◆ Exercise data:
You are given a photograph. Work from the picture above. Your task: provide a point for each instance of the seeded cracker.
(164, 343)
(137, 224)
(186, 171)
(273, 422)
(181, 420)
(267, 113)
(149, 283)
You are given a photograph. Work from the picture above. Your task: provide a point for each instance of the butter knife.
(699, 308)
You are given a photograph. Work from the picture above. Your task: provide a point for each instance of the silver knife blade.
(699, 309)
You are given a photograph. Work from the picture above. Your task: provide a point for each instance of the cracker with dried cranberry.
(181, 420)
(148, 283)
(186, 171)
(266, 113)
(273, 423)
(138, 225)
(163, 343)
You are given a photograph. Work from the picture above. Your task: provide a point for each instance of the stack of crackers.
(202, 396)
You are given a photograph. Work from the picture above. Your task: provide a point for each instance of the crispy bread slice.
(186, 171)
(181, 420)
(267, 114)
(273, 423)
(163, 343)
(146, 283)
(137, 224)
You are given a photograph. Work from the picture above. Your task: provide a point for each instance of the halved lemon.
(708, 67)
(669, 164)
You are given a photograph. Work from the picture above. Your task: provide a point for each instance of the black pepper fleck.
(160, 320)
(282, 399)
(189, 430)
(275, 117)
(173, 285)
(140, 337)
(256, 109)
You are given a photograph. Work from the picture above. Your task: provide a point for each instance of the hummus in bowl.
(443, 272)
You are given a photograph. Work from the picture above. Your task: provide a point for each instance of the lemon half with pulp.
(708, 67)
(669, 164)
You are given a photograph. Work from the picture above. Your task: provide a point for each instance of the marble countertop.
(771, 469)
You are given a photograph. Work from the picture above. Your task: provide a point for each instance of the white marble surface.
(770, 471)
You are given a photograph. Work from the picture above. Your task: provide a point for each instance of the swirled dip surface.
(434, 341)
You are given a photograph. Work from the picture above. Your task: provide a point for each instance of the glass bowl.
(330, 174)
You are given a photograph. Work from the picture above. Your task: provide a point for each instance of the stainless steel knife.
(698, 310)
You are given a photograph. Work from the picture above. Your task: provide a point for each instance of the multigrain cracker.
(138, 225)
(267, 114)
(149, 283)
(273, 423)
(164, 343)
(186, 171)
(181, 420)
--
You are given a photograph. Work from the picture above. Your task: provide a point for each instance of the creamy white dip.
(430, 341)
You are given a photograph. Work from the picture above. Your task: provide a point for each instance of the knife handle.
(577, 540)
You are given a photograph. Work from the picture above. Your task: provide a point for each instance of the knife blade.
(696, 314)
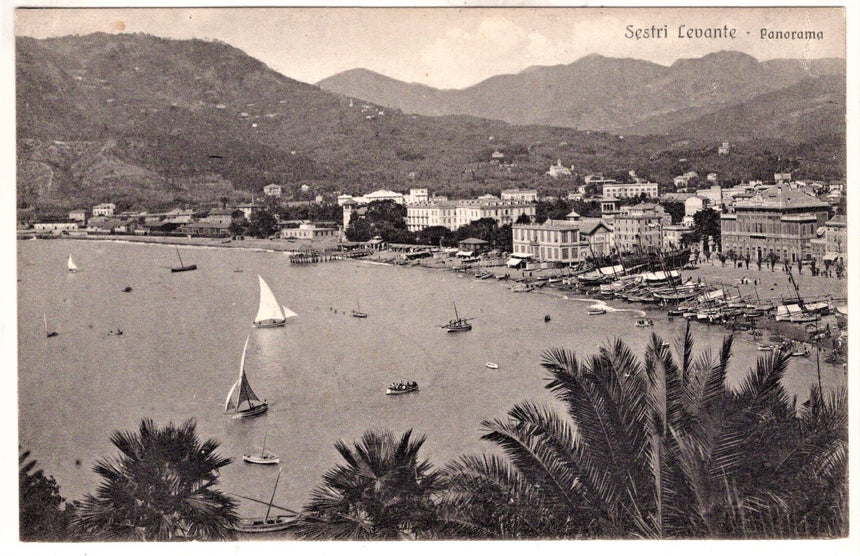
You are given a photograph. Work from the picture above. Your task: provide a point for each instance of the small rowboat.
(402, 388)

◆ Objective: State how many of the lines above contain the word "lemon", and reply with that number only.

◆ Correct answer: 2